▶ **原文抜粋**:
● ● ● ● ●
生きていくために必要なのは、失敗や不得手に対する怯えではない
Upload By 鈴木希望
ミスしないように注意したり、スキルを磨くことはもちろん大事だが、実際社会に出てみると、失敗や不得手をリカバーしようとする努力を要される場面の方が多いと私は感じている。はっきり言って、うまくできなかった事実そのものに目くじらを立てているのは時間の無駄なのだ。そんな時間があれば、他人に助けを求めることを含め、問題を解決するための具体的な行動を起こした方が良い。
成人発達障害当事者の中でも、自分がした失敗を気にするあまりに思考がネガティブスパイラルに陥ってしまったり、また失敗をすることを恐れて行動できなくなってしまうことが少なくないようだ。
「あのね、失敗や不得手に怯えて行動しても、何もいいことないからね。かえって失敗が増えるのよ。これ、経験談。注意と怯えは別物。急ぐと焦るも別物でしょ?あ、関係ないか」
私も相談を受けることがちょくちょくあって、だいたいこんな風に答えている。
● ● ● ● ●
▶ **提示資料**:
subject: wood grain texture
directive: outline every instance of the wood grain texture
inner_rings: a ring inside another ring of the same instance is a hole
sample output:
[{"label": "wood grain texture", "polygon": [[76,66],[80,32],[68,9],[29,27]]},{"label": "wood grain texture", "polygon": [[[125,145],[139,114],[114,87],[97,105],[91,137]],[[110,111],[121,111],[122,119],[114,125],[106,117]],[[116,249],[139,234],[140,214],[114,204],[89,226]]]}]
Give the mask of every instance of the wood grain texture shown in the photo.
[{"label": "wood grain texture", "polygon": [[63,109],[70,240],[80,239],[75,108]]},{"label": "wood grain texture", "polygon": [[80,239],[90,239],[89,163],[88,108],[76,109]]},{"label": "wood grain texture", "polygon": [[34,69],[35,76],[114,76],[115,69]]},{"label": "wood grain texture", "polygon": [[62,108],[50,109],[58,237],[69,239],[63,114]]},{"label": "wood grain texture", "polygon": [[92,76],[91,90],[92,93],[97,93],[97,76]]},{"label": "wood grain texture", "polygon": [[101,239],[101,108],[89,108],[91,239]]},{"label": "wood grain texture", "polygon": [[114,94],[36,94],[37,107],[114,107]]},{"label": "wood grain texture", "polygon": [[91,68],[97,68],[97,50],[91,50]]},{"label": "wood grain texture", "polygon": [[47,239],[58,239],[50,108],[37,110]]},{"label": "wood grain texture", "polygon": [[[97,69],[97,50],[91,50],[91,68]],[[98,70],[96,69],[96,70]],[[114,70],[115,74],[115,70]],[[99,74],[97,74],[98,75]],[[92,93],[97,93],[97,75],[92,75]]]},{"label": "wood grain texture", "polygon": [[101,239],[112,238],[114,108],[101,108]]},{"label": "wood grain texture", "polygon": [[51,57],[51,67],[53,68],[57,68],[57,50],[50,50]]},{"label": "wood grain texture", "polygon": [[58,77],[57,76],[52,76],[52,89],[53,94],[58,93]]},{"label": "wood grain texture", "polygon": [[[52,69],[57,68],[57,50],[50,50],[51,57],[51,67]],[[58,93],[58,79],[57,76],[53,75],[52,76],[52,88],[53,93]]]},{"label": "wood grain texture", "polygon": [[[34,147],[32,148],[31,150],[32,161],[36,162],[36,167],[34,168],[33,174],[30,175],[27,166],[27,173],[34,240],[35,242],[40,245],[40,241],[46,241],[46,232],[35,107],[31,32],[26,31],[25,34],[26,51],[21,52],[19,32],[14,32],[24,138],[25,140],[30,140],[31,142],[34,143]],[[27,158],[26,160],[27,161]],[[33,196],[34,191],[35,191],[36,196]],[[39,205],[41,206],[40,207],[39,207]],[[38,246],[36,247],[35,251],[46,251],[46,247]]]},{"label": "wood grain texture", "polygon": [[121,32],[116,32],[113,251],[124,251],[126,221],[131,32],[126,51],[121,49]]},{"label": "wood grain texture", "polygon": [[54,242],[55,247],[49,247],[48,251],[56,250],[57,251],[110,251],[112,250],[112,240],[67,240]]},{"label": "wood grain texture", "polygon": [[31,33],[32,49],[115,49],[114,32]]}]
● ● ● ● ●
失敗と怯えについての文章を読み、次の問いに答えなさい。
(a) 筆者は、実際に社会に出てみると、どのような努力を要される場面の方が多いと感じているか。
(b) 成人発達障害当事者の中で少なくないこととして、どのような二つのことが挙げられているか。
(c) 相談への答えの中で、注意とは別物だとされているものは何か。
記録は参照しなくてもかまいません。

(a) 失敗や不得手をリカバーしようとする努力を要される場面の方が多いと感じている。
(b) 自分がした失敗を気にするあまり思考がネガティブスパイラルに陥ってしまうことと、失敗をすることを恐れて行動できなくなってしまうことである。
(c) 怯えである。